• PROBLEM TO SOLVE
Transcribe the records in full, keeping every character as it is.
* Start DATA FOR THIS EXERCISE *
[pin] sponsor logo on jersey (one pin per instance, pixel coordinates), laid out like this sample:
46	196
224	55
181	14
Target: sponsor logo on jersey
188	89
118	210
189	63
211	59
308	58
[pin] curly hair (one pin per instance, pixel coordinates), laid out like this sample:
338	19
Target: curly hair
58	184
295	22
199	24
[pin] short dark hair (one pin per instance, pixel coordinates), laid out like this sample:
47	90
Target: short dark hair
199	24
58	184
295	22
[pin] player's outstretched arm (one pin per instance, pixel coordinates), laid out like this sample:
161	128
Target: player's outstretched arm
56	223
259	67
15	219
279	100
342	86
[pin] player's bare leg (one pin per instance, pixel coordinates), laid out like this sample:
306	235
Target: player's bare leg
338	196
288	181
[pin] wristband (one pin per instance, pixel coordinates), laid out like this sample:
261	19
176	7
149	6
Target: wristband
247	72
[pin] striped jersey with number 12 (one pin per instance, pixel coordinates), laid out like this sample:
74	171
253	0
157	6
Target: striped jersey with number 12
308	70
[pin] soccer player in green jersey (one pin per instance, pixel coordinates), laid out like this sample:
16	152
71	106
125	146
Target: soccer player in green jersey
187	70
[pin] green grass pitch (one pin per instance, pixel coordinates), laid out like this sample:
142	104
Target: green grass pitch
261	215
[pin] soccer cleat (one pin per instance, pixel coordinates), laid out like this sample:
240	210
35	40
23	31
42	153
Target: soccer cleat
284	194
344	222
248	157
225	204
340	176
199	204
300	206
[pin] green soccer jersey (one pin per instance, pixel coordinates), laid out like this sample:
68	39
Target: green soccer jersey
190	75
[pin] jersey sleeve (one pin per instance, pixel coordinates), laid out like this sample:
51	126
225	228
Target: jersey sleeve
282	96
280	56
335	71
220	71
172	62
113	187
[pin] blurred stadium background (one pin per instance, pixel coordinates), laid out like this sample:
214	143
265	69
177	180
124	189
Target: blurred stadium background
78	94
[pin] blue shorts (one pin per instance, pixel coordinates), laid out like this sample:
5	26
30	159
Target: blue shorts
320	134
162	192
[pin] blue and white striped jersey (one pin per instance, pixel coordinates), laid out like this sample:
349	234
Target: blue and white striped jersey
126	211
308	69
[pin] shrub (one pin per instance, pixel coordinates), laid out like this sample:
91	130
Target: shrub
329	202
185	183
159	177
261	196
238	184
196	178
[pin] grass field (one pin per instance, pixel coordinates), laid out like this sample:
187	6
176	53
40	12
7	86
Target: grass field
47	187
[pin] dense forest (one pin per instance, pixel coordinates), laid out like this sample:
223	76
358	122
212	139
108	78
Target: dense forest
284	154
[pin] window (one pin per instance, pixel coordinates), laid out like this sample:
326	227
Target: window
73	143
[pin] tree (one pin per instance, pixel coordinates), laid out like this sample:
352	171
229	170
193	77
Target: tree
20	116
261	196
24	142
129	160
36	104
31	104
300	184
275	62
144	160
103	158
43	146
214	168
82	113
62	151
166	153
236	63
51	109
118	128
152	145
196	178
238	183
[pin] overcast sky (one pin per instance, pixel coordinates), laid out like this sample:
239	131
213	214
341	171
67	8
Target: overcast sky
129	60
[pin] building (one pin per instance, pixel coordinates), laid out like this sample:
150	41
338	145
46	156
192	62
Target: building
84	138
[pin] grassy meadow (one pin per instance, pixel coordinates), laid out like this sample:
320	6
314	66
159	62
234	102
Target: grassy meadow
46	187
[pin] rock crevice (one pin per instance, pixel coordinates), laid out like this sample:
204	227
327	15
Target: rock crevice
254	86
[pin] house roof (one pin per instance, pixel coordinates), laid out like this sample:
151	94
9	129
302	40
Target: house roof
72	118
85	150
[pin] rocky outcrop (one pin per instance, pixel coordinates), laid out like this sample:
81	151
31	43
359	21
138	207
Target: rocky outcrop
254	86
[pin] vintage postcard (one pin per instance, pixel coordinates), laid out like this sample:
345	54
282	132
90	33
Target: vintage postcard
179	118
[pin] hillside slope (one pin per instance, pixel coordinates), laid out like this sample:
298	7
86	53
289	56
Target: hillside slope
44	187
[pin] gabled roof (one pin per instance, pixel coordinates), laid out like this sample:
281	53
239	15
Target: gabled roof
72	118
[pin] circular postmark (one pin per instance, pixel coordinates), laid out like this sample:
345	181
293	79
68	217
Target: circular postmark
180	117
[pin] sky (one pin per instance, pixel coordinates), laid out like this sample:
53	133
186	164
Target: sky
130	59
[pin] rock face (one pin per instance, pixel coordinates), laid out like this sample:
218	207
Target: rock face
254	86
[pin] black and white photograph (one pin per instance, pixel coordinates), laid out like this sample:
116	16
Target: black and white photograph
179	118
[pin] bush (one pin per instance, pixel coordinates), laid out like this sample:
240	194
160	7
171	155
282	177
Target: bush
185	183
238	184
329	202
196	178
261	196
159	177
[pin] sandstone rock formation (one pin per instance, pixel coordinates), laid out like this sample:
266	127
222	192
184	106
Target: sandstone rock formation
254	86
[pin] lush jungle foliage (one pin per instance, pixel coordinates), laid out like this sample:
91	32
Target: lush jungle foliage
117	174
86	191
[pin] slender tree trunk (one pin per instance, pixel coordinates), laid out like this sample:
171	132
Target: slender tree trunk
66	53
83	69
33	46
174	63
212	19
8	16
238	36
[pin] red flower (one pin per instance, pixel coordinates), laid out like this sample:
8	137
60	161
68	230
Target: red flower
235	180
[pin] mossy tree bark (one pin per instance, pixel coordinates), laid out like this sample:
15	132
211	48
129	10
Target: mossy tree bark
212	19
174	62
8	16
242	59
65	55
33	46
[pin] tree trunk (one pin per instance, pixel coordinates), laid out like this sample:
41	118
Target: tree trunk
* End DATA FOR THIS EXERCISE *
• RESPONSE TO THE EXERCISE
[pin] sponsor logo on jersey (one pin per instance, pixel coordinates), laid out like this sample:
46	196
224	55
181	14
Target: sponsor logo on jersey
188	89
118	210
189	63
211	59
308	58
[pin] curly hair (one pin per instance, pixel coordinates), laid out like this sample:
338	19
Target: curly hair
58	184
295	22
199	24
[pin] short dark hair (one pin per instance, pixel coordinates), laid out like this sample:
47	90
Target: short dark hair
199	24
58	184
295	22
[pin] player's outstretched arm (one pin per instance, pixel coordinates), laid out like this sample:
161	128
Target: player's outstretched arm
56	223
259	67
15	219
279	100
342	86
[pin] player's bare leg (one pin per instance, pixel coordinates), laid out like this sample:
306	235
Target: player's bare leg
338	196
288	181
[pin] wristband (one pin per instance, pixel coordinates), laid out like this sample:
261	19
176	7
149	6
Target: wristband
247	72
[pin] striped jersey with number 12 (one pin per instance, pixel coordinates), laid out like this sample:
74	171
253	0
157	6
Target: striped jersey with number 12
308	70
[pin] soccer player in green jersey (one pin per instance, pixel coordinates), laid out like this sample:
16	152
71	106
125	146
Target: soccer player in green jersey
187	70
[pin] green grass pitch (one pin per instance, pixel coordinates), laid out like this sample:
142	104
Target: green grass pitch
261	215
[pin] soccer cleat (one pin per instance, pixel coordinates), laid out like this sample:
240	210
35	40
23	31
42	153
Target: soccer cleat
284	194
344	222
248	157
225	204
340	176
199	204
300	206
[pin] green soccer jersey (one pin per instance, pixel coordinates), laid out like this sample:
68	39
Target: green soccer jersey
190	75
[pin] jersey sleeve (one pin per instance, pixel coordinates), laid out like this sample:
51	126
225	228
Target: jersey sleeve
282	96
280	56
335	71
220	71
172	62
113	187
[pin] blurred stadium background (one pin per instance, pixel coordinates), laid out like this sample:
214	143
265	69
177	180
124	189
Target: blurred stadium background
78	94
[pin] blue shorts (one pin per instance, pixel coordinates), laid out like this sample:
5	26
30	159
Target: blue shorts
320	134
162	192
[pin] blue and white striped jersey (one pin per instance, pixel coordinates), laid out like this sample:
349	234
Target: blue and white striped jersey
126	211
308	69
[pin] shrub (one pin per instance, pixel coordinates), laid out like this sample:
91	130
Target: shrub
329	202
185	183
159	177
261	196
238	184
196	178
[pin] grass field (one pin per instance, pixel coordinates), laid out like this sample:
187	6
176	53
40	12
7	86
Target: grass field
47	187
[pin] dense forest (one pin per instance, pixel coordinates), laid out like this sample:
223	76
358	122
212	139
108	78
Target: dense forest
284	154
[pin] window (one pin per instance, pixel coordinates), laid out like this sample:
326	227
Target: window
73	143
[pin] tree (one pin per instance, pixel coordinates), laid out like this sample:
352	171
229	170
193	77
Target: tree
20	116
261	196
24	142
129	160
36	104
31	104
300	184
275	62
144	160
103	158
43	146
214	168
82	113
62	151
166	153
236	63
51	109
118	128
152	145
196	178
238	183
[pin] overcast sky (one pin per instance, pixel coordinates), laid out like this sample:
239	131
213	214
341	171
67	8
Target: overcast sky
129	60
[pin] building (one pin per instance, pixel coordinates), laid out like this sample:
150	41
338	145
46	156
192	62
Target: building
84	138
[pin] grassy meadow (one pin per instance, pixel coordinates), laid out like this sample:
320	6
314	66
159	62
234	102
Target: grassy meadow
46	187
[pin] rock crevice (one pin per instance, pixel coordinates), laid out like this sample:
204	227
327	15
Target: rock crevice
254	86
[pin] house roof (one pin per instance, pixel coordinates), laid out like this sample:
151	94
9	129
302	40
Target: house roof
72	118
85	150
[pin] rocky outcrop (one pin per instance, pixel coordinates), laid out like this sample:
81	151
31	43
359	21
138	207
Target: rocky outcrop
254	86
[pin] vintage postcard (one pin per instance, pixel coordinates), laid out like this sample:
345	54
282	132
90	33
Target: vintage postcard
179	118
[pin] hillside slope (one pin per instance, pixel coordinates), laid out like this sample:
298	7
86	53
289	56
Target: hillside slope
44	187
[pin] gabled roof (one pin per instance, pixel coordinates), laid out like this sample:
281	53
239	15
Target: gabled roof
72	118
[pin] circular postmark (one pin per instance, pixel coordinates), laid out like this sample:
345	181
293	79
68	217
Target: circular postmark
180	117
[pin] sky (one pin per instance, pixel coordinates), laid out like this sample:
53	133
186	164
Target: sky
130	59
[pin] rock face (one pin per instance, pixel coordinates), laid out like this sample:
218	207
Target: rock face
254	86
[pin] black and white photograph (one pin per instance, pixel coordinates), laid out like this sample:
116	16
Target: black and white photograph
179	118
[pin] bush (one pin per instance, pixel coordinates), laid out like this sample:
240	194
160	7
171	155
282	177
Target: bush
185	183
238	184
329	202
196	178
261	196
159	177
[pin] sandstone rock formation (one pin per instance, pixel coordinates), laid out like this sample:
266	127
222	192
184	106
Target: sandstone rock formation
254	86
[pin] lush jungle foliage (one pin per instance, pixel coordinates), laid out like this sample:
91	32
Target: lush jungle foliage
117	174
86	191
[pin] slender tree trunk (one pin per instance, pixel coordinates), laid out like this sample:
171	132
Target: slender tree trunk
66	53
83	69
33	46
174	63
212	19
8	16
238	36
[pin] red flower (one pin per instance, pixel coordinates), laid out like this sample:
8	137
60	161
68	230
Target: red flower
235	180
[pin] mossy tree bark (one pin per instance, pixel coordinates), laid out like this sample:
15	132
211	48
129	10
Target: mossy tree bark
212	19
174	62
8	16
242	59
65	55
33	46
[pin] tree trunk (one pin per instance, pixel coordinates), laid out like this sample:
41	118
Target: tree trunk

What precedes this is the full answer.